__Given problem A__. What take-profit level does the trading note set for the USDJPY long trade?

---- Text shown

USDJPY Daily Chart 07/04/16

We decided to opt only for USDJPY as we do not wish to have excessive exposure to JPY. We may incur limited drawdown on the long trade. We are setting a relatively high target as intervention is possible, at the time of this writing it appears a temporary correction is due but the possibility of an intervention remains on tables

USDJPY long at market price (108.21)
Take profit: 115.60
Protective stop: 107.00
Risk Ratio (RR): 1 : 7 (approx.)
Estimate duration: 14 days

12/04/16 UPDATE: USDJPY is trading at 108.53 at the time of this writing. We are closing 10% of the long trade at market price and shift the protective stop to 108.00

13/04/16 UPDATE: USDJPY is trading at 109.26 at the time of this writing.

--------
---- Data listing

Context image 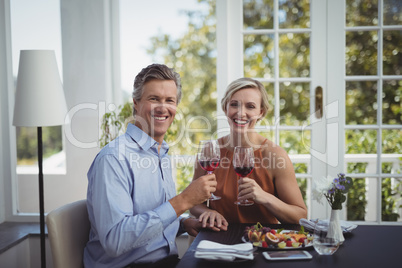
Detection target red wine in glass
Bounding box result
[233,146,254,206]
[198,159,219,173]
[197,140,221,200]
[235,166,254,177]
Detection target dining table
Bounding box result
[176,223,402,268]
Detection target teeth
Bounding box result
[154,116,167,120]
[234,119,248,125]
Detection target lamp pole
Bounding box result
[38,127,46,268]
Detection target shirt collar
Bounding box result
[126,123,169,155]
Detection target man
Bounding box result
[83,64,218,268]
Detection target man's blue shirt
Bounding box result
[85,124,180,268]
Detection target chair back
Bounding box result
[46,200,91,268]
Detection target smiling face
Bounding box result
[226,88,263,133]
[134,80,177,143]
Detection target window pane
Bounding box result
[346,81,377,125]
[347,161,368,173]
[381,162,402,174]
[383,31,402,75]
[382,129,402,154]
[346,178,368,221]
[16,126,64,165]
[279,82,310,126]
[384,0,402,25]
[243,0,274,30]
[262,82,275,113]
[345,129,377,154]
[381,178,402,221]
[244,35,275,78]
[382,80,402,125]
[279,130,311,154]
[346,0,378,27]
[278,0,310,28]
[345,31,378,75]
[279,33,310,77]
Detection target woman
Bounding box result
[190,78,307,229]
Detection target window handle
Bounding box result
[315,86,322,118]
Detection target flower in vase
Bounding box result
[312,173,353,209]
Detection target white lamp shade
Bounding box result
[13,50,67,127]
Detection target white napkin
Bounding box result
[194,240,254,261]
[299,219,357,233]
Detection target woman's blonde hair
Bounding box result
[221,77,269,120]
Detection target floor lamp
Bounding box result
[13,50,67,267]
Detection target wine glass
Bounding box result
[233,146,254,206]
[197,140,221,200]
[313,221,341,255]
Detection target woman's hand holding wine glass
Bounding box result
[197,140,221,200]
[233,146,254,206]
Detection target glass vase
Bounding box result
[327,209,345,244]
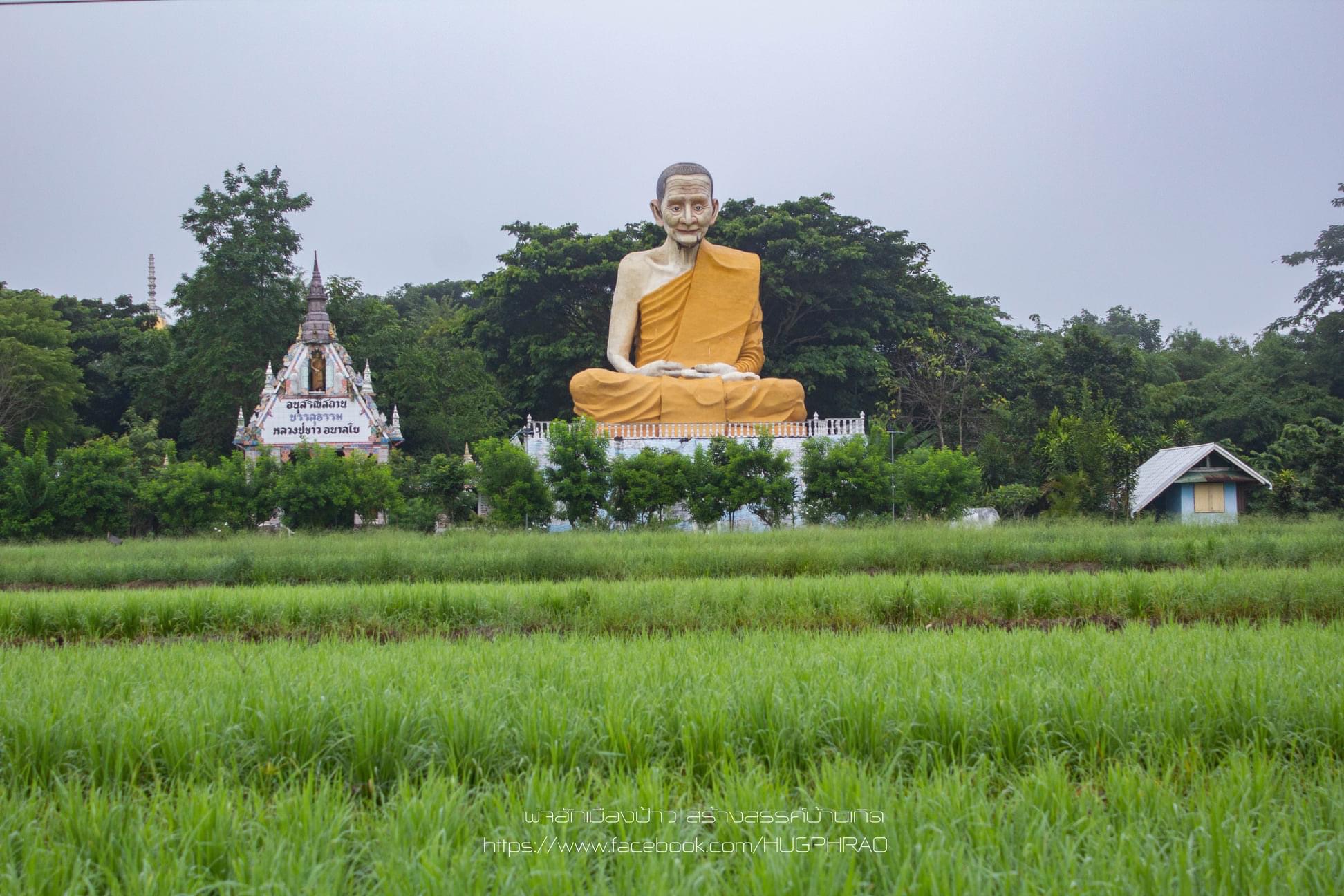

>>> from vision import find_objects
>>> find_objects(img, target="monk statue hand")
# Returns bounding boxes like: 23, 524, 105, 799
632, 362, 687, 376
683, 363, 760, 382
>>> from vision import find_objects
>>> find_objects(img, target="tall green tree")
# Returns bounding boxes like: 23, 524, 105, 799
172, 165, 313, 456
57, 295, 172, 436
0, 282, 87, 447
1270, 184, 1344, 329
55, 436, 140, 536
392, 315, 507, 457
0, 429, 57, 539
470, 222, 662, 422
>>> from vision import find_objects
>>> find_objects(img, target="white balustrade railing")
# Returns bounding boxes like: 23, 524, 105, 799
523, 413, 868, 440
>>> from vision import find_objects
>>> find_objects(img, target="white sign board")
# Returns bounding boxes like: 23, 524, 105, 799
261, 395, 373, 445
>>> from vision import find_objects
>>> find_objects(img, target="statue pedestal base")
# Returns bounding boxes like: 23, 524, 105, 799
514, 413, 868, 530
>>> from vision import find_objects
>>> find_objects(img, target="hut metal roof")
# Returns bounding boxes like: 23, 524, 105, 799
1129, 442, 1274, 516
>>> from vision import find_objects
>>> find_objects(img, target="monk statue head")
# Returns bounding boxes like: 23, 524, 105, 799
649, 161, 719, 248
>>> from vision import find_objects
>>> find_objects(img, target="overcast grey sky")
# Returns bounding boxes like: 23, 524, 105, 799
0, 0, 1344, 336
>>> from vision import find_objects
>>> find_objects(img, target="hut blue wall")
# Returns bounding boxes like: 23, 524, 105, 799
1155, 483, 1236, 523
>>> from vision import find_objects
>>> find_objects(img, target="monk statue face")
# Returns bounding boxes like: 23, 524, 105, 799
649, 175, 719, 248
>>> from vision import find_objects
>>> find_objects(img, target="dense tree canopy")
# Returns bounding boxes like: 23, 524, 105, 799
0, 283, 87, 446
171, 165, 313, 454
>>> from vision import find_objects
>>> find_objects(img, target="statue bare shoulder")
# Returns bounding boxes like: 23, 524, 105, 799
606, 248, 682, 376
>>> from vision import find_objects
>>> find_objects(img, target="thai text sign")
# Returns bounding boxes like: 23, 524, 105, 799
261, 395, 373, 445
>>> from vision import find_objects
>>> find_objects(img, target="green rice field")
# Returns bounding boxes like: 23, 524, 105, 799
0, 519, 1344, 588
0, 520, 1344, 895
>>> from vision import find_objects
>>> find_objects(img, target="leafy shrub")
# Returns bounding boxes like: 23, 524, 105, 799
476, 438, 555, 530
608, 449, 692, 525
985, 483, 1040, 520
274, 446, 400, 530
545, 416, 612, 527
895, 447, 981, 517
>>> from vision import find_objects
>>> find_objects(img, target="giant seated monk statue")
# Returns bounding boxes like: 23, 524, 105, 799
570, 164, 806, 423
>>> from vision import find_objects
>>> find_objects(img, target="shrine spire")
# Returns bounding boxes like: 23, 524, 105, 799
300, 251, 332, 344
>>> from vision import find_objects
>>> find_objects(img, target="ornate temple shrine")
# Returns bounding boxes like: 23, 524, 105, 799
234, 252, 402, 463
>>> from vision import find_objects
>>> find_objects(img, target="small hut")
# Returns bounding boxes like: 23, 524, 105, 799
1129, 442, 1273, 523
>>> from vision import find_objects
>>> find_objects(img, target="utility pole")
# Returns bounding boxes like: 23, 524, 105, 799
887, 429, 897, 523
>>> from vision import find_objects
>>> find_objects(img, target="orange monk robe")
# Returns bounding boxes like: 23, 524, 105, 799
570, 242, 806, 423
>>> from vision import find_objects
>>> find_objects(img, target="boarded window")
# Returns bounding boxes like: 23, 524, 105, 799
1195, 483, 1224, 513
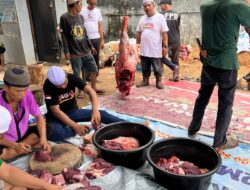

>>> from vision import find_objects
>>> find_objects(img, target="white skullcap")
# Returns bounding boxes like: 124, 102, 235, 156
0, 105, 11, 133
142, 0, 154, 5
48, 66, 66, 86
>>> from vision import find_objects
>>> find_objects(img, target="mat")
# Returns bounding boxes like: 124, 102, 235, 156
99, 81, 250, 143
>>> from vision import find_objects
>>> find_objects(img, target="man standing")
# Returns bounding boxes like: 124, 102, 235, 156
188, 0, 250, 149
80, 0, 104, 75
43, 66, 124, 141
159, 0, 181, 81
0, 67, 51, 160
60, 0, 102, 98
0, 106, 63, 190
136, 0, 168, 89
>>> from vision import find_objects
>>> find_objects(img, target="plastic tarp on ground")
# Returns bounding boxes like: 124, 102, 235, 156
5, 107, 250, 190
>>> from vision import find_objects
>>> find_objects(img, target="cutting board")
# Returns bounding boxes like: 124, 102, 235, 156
29, 144, 83, 174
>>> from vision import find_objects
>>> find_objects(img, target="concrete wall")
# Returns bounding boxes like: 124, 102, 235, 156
0, 0, 36, 65
55, 0, 67, 24
15, 0, 36, 65
98, 0, 206, 44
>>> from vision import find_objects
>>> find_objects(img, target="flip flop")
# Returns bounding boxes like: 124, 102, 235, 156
95, 89, 105, 94
76, 94, 84, 99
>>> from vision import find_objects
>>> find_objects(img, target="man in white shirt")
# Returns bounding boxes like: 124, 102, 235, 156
80, 0, 104, 77
136, 0, 169, 89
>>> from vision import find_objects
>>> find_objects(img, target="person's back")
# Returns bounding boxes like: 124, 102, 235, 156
201, 0, 250, 69
162, 10, 180, 46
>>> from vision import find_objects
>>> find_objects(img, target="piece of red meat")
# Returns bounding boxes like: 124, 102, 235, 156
35, 151, 56, 162
102, 137, 140, 150
85, 158, 115, 179
156, 156, 209, 175
62, 168, 90, 186
76, 186, 102, 190
115, 16, 139, 96
39, 170, 53, 183
52, 174, 65, 186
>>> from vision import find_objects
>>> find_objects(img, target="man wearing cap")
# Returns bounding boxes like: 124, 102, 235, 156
136, 0, 168, 89
0, 106, 63, 190
80, 0, 104, 77
0, 67, 51, 160
60, 0, 103, 98
159, 0, 180, 82
43, 66, 124, 141
188, 0, 250, 150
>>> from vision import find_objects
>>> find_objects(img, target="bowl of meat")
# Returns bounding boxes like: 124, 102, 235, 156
147, 138, 221, 190
93, 122, 155, 169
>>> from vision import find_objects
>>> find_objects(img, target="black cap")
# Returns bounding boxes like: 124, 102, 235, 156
3, 67, 30, 87
158, 0, 172, 5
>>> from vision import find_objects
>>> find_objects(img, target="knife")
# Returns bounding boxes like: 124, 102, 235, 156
30, 147, 46, 152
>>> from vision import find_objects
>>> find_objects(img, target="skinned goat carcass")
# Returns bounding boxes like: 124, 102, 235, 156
115, 16, 139, 96
102, 137, 140, 150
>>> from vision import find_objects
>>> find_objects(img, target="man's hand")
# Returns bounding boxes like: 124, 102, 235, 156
162, 47, 168, 57
65, 53, 70, 60
91, 110, 101, 125
40, 139, 51, 154
91, 48, 97, 55
74, 125, 89, 136
13, 142, 31, 154
101, 40, 104, 49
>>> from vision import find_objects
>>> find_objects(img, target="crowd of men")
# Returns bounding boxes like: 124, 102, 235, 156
0, 0, 250, 190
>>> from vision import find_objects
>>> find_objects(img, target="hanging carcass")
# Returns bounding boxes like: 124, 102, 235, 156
115, 16, 139, 96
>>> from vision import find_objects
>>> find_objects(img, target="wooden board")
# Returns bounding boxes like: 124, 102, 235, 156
29, 144, 83, 174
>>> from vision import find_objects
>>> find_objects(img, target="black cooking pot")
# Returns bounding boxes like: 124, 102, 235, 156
93, 122, 155, 169
147, 138, 221, 190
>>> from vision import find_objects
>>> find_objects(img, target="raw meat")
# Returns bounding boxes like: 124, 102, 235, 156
65, 183, 101, 190
115, 16, 139, 96
52, 174, 65, 186
102, 137, 140, 150
62, 168, 90, 187
39, 171, 53, 183
30, 170, 54, 183
83, 144, 98, 158
85, 158, 115, 179
35, 151, 56, 162
156, 156, 209, 175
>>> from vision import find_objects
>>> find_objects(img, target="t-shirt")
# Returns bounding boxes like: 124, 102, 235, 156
0, 89, 41, 142
162, 10, 181, 46
200, 0, 250, 70
60, 13, 91, 57
136, 13, 168, 58
43, 74, 86, 119
80, 6, 102, 40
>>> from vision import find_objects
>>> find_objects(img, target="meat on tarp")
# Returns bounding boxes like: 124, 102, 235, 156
85, 158, 115, 179
115, 16, 139, 96
35, 151, 56, 162
102, 137, 140, 150
156, 156, 208, 175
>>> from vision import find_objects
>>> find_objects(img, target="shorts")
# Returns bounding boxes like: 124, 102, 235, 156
0, 126, 40, 155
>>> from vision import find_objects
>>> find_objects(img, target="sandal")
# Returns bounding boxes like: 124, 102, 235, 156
76, 93, 84, 99
95, 89, 105, 94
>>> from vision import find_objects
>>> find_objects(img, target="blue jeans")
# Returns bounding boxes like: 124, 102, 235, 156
141, 56, 162, 77
188, 63, 238, 147
47, 109, 125, 141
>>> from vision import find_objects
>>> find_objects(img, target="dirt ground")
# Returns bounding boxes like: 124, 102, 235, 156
0, 48, 250, 107
64, 48, 250, 106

--------

__Given problem B__. Find every line in the entries that contains the string "window", and copy each one. Case counts.

__Final answer A__. 115.60

__Final answer B__.
Detection target window pane
Detection target window handle
>>> find_objects(img, target="boarded window")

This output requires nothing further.